┌─ Provided information
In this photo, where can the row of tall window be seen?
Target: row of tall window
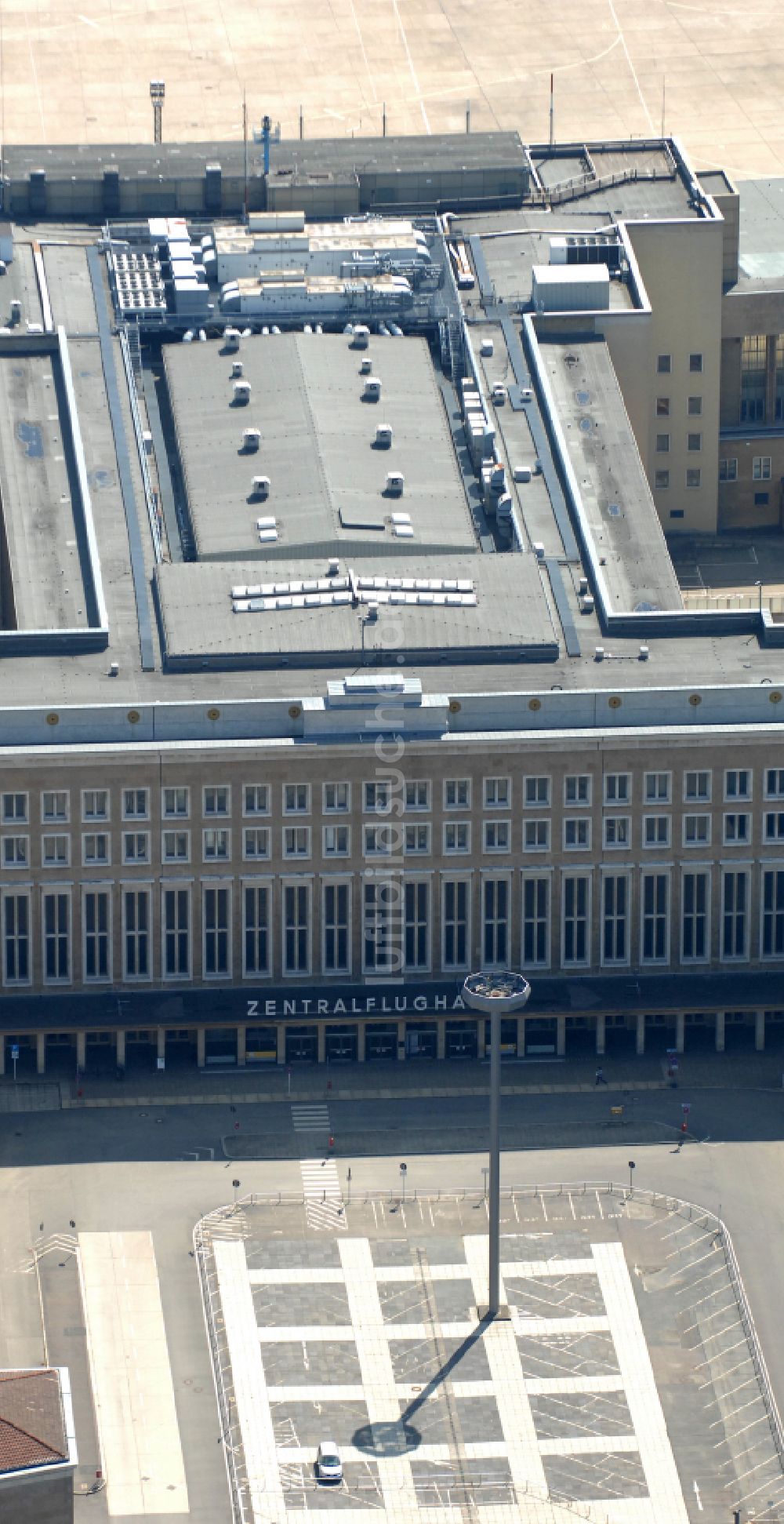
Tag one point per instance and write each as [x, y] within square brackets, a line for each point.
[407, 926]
└─
┌─ Provided information
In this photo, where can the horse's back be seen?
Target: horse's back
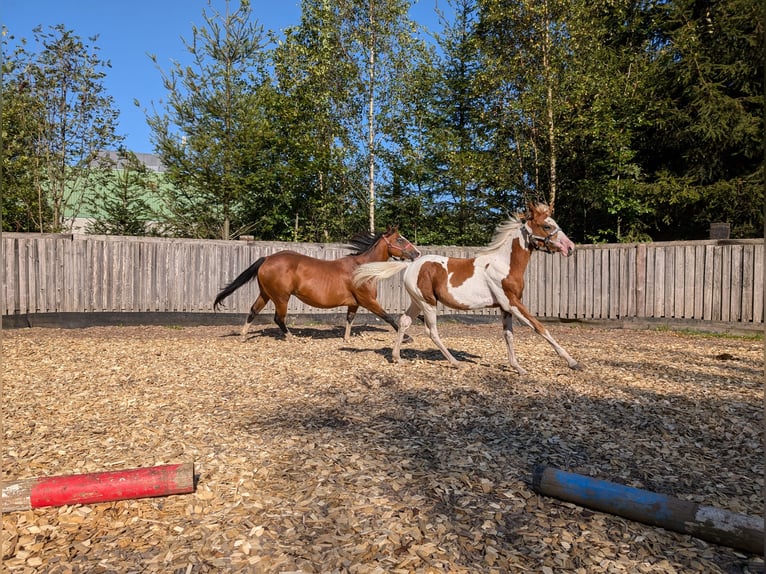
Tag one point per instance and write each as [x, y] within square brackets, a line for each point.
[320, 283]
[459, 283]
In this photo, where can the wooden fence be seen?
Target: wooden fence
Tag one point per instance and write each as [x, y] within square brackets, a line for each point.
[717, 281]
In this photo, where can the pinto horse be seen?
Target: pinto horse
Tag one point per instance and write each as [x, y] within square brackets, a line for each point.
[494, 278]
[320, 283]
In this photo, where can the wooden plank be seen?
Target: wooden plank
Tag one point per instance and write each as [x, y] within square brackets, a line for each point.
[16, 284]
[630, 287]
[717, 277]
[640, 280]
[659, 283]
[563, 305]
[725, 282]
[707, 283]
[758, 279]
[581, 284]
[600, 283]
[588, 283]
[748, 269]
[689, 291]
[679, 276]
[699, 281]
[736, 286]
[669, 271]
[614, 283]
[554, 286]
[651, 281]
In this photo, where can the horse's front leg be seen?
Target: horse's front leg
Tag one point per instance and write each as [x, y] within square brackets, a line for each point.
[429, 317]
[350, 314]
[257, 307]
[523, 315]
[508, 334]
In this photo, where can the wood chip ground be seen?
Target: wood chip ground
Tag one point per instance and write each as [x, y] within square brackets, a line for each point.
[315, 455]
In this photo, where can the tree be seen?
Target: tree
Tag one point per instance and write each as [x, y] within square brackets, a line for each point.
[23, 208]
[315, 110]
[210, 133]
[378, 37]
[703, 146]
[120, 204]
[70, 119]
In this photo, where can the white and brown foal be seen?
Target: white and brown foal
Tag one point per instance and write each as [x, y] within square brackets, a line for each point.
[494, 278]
└─
Select each line of the entries above that contains the word "plank" and copy those lines. Case counts.

In this photo, where can the wooden plank be seen?
Target: wooden plank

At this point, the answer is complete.